§ Extracted text:
- - - - -
In view of the judgment of this Court in A.K. Gopalan v. Noordeen
[(1969) 2 SCC 734], such statements which could be prohibited
temporarily would include statements in the media which would prejudice
the right to a fair trial of a suspect or accused under Article 21 from
the time when the criminal proceedings in a subordinate court are
imminent or where suspect is arrested. This Court has held in Ram
Autar Shukla v. Arvind Shukla [1995 Supp (2) SCC 130] that the law of
contempt is a way to prevent the due process of law from getting
perverted. That, the words “due course of justice” in Section 2 (c) or
Section 13 of the 1971 Act are wide enough and are not limited to a
particular judicial proceedings. That, the meaning of the words
“contempt of court” in Article 129 and Article 215 is wider than the
definition of “criminal contempt” in Section 2 (c) of the 1971 Act.
Here, we would like to add a caveat. The contempt of court is a special
jurisdiction to be exercised sparingly and with caution whenever an act
adversely affects the administration of justice [see Nigel Lowe and
Brenda Sufrin, Law of Contempt (Third Edition)]. Trial by newspaper
comes in the category of acts which interferes with the course of
justice or due administration of justice [see Nigel Lowe and Brenda
Sufrin, page 5 of Fourth Edition]. According to Nigel Lowe and Brenda
Sufrin [page 275] and also in the context of second part of Article 129
and Article 215 of the Constitution the object of the contempt law is
not only to punish, it includes the power of the Courts to prevent such
acts which interfere, impede or pervert administration of justice.
- - - - -
(Point labeling records)
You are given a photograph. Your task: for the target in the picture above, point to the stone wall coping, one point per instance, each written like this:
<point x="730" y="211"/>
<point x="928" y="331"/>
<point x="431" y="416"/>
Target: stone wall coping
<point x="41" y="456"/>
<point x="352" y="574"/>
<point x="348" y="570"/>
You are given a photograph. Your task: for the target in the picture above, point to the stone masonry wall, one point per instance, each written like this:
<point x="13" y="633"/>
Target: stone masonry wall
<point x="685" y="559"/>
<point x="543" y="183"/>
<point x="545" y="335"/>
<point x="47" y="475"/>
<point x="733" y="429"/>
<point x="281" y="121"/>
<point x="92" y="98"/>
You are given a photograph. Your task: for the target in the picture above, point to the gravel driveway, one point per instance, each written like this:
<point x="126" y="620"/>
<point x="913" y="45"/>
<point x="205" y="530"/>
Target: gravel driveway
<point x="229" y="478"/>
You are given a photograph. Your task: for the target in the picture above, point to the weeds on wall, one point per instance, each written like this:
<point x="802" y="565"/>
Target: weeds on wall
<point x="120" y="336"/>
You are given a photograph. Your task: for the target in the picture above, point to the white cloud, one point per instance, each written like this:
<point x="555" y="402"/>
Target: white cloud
- - - - -
§ Required work:
A. In the excerpt on contempt of court, reproduce the part that opens with the words containing "In view of the" and closes with "the 1971 Act.", replacing "subordinate court" with "lower court".
B. Condense the paragraph of the excerpt on contempt of court that begins "In view of the judgment" into a bulleted list of its main points.
Answer using only the excerpt on contempt of court.

§ Responses per task:
A.
In view of the judgment of this Court in A.K. Gopalan v. Noordeen
[(1969) 2 SCC 734], such statements which could be prohibited
temporarily would include statements in the media which would prejudice
the right to a fair trial of a suspect or accused under Article 21 from
the time when the criminal proceedings in a lower court are
imminent or where suspect is arrested. This Court has held in Ram
Autar Shukla v. Arvind Shukla [1995 Supp (2) SCC 130] that the law of
contempt is a way to prevent the due process of law from getting
perverted. That, the words “due course of justice” in Section 2 (c) or
Section 13 of the 1971 Act are wide enough and are not limited to a
particular judicial proceedings. That, the meaning of the words
“contempt of court” in Article 129 and Article 215 is wider than the
definition of “criminal contempt” in Section 2 (c) of the 1971 Act.

B.
- Under A.K. Gopalan v. Noordeen [(1969) 2 SCC 734], statements that could be temporarily prohibited include media statements that would prejudice a suspect's or accused's right to a fair trial under Article 21. This applies from the time criminal proceedings in a subordinate court are imminent or the suspect is arrested.
- Ram Autar Shukla v. Arvind Shukla [1995 Supp (2) SCC 130] held that the law of contempt is a way to keep the due process of law from being perverted.
- The words "due course of justice" in Section 2 (c) or Section 13 of the 1971 Act are wide enough and not limited to a particular judicial proceeding.
- "Contempt of court" in Article 129 and Article 215 has a wider meaning than "criminal contempt" as defined in Section 2 (c) of the 1971 Act.
- Caveat: contempt of court is a special jurisdiction, to be exercised sparingly and with caution whenever an act adversely affects the administration of justice.
- Trial by newspaper falls among acts that interfere with the course of justice or due administration of justice.
- According to Nigel Lowe and Brenda Sufrin, and in the context of the second part of Articles 129 and 215 of the Constitution, contempt law does more than punish. It also includes the courts' power to prevent acts that interfere with, impede or pervert the administration of justice.